Supplied data:
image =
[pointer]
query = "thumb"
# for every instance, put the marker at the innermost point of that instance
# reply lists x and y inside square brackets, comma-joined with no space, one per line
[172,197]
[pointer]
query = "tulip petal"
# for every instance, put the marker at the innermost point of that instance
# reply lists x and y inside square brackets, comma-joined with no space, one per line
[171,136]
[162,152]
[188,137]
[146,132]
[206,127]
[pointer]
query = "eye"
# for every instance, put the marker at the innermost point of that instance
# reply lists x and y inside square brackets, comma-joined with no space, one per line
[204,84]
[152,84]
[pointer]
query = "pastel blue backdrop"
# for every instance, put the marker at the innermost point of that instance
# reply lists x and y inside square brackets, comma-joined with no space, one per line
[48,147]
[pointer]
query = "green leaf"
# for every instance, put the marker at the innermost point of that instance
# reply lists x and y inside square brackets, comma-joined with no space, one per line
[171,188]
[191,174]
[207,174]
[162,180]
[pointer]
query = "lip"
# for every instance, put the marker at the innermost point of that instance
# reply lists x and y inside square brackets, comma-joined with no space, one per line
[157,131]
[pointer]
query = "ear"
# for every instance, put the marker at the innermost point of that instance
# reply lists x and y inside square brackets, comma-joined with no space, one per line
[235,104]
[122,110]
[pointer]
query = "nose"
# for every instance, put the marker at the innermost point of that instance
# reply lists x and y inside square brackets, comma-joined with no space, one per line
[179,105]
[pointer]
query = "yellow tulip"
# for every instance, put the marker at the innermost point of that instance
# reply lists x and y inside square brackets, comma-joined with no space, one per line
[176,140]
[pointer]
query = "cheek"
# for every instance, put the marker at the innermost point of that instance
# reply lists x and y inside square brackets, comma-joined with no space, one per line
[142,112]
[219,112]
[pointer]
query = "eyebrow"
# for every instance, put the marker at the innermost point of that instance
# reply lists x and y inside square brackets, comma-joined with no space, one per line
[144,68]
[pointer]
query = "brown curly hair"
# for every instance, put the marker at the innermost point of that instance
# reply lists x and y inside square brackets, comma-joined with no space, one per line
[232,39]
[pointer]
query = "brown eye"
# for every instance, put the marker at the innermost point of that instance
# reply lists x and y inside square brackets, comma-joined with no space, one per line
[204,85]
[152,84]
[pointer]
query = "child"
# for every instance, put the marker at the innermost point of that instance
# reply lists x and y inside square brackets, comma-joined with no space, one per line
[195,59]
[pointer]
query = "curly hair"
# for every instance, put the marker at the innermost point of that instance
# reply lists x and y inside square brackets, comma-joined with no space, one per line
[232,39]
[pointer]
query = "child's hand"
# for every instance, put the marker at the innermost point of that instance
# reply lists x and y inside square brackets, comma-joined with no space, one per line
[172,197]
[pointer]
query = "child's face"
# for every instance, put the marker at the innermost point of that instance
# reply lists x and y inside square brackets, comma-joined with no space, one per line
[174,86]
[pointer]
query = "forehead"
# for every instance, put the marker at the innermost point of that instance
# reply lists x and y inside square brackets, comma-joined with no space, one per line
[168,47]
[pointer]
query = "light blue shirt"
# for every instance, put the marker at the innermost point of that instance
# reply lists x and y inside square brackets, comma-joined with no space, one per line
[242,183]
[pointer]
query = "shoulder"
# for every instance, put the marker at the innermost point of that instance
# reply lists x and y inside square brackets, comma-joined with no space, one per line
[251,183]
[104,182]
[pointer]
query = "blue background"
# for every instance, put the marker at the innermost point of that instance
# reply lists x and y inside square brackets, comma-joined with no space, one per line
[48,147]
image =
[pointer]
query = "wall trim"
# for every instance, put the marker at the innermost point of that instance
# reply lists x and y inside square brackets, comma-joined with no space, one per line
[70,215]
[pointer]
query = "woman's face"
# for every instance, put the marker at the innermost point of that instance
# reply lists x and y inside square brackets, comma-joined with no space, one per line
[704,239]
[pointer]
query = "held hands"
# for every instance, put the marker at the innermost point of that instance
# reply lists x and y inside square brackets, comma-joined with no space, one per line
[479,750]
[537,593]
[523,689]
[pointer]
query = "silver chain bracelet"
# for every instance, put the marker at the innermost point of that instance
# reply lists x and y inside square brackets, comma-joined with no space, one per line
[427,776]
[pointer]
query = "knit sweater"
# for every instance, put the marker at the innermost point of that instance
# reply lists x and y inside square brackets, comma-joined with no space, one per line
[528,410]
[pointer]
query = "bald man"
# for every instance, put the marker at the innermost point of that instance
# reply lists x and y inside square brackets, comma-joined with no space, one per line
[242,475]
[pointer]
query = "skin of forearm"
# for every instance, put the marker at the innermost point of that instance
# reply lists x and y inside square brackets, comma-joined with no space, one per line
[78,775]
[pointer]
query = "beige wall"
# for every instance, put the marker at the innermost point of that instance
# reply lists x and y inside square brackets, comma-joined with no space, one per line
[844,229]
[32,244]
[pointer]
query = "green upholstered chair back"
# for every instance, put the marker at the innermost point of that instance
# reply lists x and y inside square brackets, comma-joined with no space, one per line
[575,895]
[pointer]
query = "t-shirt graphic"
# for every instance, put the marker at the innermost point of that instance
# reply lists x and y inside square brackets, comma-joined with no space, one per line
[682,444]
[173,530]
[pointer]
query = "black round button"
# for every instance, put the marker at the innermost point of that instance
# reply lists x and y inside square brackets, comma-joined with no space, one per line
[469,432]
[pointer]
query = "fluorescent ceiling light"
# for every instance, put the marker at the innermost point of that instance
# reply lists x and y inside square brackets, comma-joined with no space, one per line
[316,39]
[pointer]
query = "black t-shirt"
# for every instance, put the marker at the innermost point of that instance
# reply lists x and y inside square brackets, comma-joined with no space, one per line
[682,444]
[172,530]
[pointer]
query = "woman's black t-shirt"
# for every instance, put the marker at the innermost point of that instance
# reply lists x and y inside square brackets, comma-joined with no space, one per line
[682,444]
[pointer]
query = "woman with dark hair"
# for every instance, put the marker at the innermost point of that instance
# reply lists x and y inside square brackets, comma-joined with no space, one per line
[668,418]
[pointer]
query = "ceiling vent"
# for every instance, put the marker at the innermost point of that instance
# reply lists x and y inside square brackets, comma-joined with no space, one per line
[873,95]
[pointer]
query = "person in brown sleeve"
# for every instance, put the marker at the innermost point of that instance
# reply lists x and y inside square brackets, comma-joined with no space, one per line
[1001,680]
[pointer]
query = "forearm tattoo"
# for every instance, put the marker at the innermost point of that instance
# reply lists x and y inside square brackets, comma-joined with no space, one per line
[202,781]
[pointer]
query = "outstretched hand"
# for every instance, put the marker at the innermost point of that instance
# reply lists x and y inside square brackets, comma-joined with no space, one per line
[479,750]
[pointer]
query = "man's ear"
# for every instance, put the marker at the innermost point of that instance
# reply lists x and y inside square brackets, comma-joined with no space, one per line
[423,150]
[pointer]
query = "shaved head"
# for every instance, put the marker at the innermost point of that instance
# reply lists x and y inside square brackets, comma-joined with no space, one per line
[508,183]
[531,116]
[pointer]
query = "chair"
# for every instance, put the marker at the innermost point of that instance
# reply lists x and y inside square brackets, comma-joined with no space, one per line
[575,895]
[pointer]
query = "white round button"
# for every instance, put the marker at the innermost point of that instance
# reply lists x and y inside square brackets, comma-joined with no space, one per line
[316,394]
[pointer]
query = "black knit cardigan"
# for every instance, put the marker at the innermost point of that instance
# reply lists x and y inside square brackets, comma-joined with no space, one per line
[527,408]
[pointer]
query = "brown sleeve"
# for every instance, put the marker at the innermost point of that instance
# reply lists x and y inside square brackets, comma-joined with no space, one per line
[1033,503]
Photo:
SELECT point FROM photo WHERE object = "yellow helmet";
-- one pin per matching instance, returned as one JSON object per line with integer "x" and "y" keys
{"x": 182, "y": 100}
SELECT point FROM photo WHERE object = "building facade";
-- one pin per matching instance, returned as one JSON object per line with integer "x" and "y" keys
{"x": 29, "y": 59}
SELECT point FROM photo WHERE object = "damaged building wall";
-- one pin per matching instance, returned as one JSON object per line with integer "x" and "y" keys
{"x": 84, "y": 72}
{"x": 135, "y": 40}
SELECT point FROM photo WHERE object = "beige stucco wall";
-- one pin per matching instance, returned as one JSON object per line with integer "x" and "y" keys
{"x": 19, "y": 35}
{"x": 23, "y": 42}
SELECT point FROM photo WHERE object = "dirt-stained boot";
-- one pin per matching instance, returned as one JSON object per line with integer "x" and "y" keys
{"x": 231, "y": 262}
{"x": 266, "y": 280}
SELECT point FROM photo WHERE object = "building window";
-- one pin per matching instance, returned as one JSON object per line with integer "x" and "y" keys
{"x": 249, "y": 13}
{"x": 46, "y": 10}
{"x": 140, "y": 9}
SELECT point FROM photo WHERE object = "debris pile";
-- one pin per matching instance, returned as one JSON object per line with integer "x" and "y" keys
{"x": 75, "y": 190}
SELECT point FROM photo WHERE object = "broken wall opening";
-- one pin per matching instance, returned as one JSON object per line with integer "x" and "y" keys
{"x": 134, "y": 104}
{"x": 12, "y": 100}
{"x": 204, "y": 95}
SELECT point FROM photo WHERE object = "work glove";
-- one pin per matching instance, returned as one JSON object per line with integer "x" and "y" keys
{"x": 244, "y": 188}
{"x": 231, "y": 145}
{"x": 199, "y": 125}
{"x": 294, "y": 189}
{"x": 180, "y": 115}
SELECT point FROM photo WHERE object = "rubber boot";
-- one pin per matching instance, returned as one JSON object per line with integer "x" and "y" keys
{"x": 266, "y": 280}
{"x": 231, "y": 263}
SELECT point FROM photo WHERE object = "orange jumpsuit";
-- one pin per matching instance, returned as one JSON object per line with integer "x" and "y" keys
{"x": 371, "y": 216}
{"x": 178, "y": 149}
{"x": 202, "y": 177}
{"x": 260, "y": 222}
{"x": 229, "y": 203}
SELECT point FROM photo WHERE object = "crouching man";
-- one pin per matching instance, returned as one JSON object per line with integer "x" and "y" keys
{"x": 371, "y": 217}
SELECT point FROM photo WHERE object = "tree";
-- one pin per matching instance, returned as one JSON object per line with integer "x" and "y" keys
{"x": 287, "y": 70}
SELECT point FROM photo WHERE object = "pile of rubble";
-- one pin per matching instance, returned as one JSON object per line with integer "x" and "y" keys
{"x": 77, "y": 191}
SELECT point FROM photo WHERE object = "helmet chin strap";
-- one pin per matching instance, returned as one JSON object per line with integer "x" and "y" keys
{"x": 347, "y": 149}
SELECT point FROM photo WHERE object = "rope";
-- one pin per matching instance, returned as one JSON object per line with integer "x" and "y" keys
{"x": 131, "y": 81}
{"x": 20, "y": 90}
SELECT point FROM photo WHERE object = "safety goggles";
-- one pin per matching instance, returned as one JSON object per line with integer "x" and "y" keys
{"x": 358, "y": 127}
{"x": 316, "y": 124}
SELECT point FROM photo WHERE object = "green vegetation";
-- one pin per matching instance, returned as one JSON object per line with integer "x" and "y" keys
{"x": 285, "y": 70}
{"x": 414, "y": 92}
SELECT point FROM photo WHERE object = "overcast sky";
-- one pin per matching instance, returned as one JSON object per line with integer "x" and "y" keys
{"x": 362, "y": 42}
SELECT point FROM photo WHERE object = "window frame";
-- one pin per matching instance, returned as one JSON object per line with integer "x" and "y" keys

Task directions: Select the lines from the entries that include the word "helmet".

Written response:
SELECT point FROM photo WHERE object = "yellow helmet";
SELECT point FROM photo WHERE object = "helmet chin strap";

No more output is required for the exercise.